*A TAREFA*: Transcreva, sem alterações, o trecho do texto abaixo sobre a possível união entre Boeing e Embraer que vai de “A confirmação das” até “e dos empregos.”, inclusive.

*SEÇÃO DO TEXTO*:
---+---
Os obstáculos para a união entre Boeing e Embraer

Lino Rodrigues

Além das restrições decorrentes da ação de classe especial (golden share) do governo brasileiro, que tem poder de vetar o negócio, um eventual acordo entre a Boeing e a Embraer terá que enfrentar também a oposição dos trabalhadores. O Sindicato dos Metalúrgicos de São José dos Campos, outras entidades de trabalhadores da região e o Sindicato dos Engenheiros de São Paulo marcaram para próxima semana o início de uma campanha nacional contra qualquer tipo de transação que represente a transferência do controle acionário da empresa brasileira para a norte-americana.

Os sindicalistas consideram que a venda da principal empresa da região pode transformar São José dos Campos (SP), em uma espécie de Detroit brasileira, a cidade americana que pediu falência em 2013 depois da crise que atingiu a indústria automobilística.

A confirmação das negociações entre as duas fabricantes de aviões, em 21 de dezembro, pegou os trabalhadores de surpresa na véspera do tradicional período de paralisação da fábrica para as festas de Natal e final de ano. Nas unidades de São José dos Campos, no Vale do Paraíba, e Gavião Peixoto, no interior paulista, que empregam mais de 25 mil trabalhadores, o clima desde o retorno ao trabalho, na quarta-feira passada, é de apreensão e preocupação com o futuro da empresa e dos empregos.

“A maioria dos funcionários vê com muita preocupação essa movimentação, porque a história das fusões tem mostrado que a empresa maior acaba destruindo a menor”, diz Herbert Claros da Silva, vice-presidente do sindicato, e mecânico ajustador da Embraer. Segundo ele, o sindicato já enviou carta ao governo federal cobrando uma posição contrária à venda da empresa à Boeing.

Na fábrica de São José dos Campos são produzidos os modelos da família 190, utilizados na aviação regional. O setor de montagem de jatos executivos ficou bem reduzido, desde que a produção dos jatos Phenom 100 e 300 foi transferida para uma nova unidade nos Estados Unidos.
---+---
*TRECHO DA FONTE*:
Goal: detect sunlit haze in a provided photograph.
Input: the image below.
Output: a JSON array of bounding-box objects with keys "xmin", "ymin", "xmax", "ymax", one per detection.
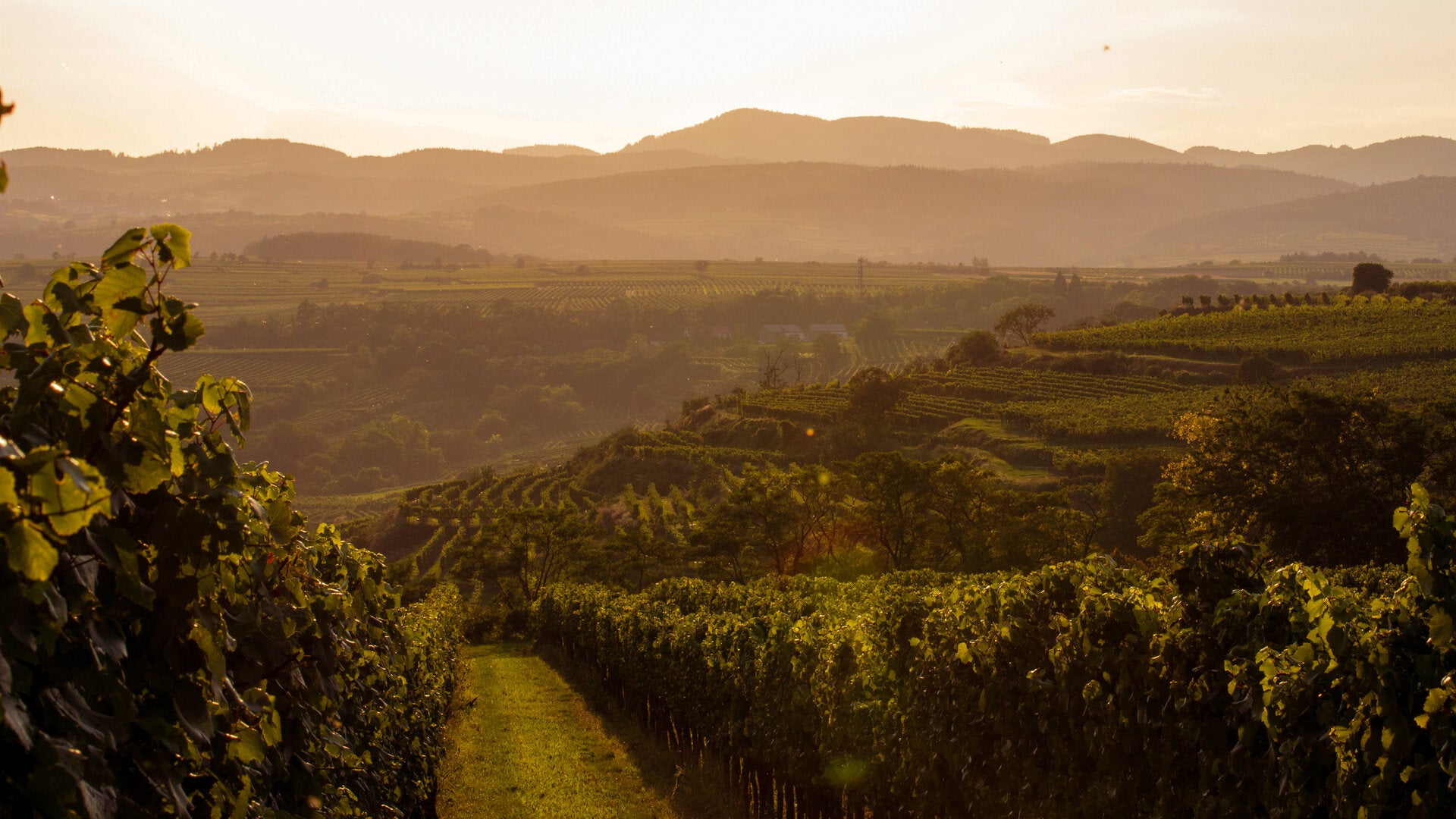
[{"xmin": 0, "ymin": 0, "xmax": 1456, "ymax": 155}]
---+---
*RESPOSTA AO EXERCÍCIO*:
A confirmação das negociações entre as duas fabricantes de aviões, em 21 de dezembro, pegou os trabalhadores de surpresa na véspera do tradicional período de paralisação da fábrica para as festas de Natal e final de ano. Nas unidades de São José dos Campos, no Vale do Paraíba, e Gavião Peixoto, no interior paulista, que empregam mais de 25 mil trabalhadores, o clima desde o retorno ao trabalho, na quarta-feira passada, é de apreensão e preocupação com o futuro da empresa e dos empregos.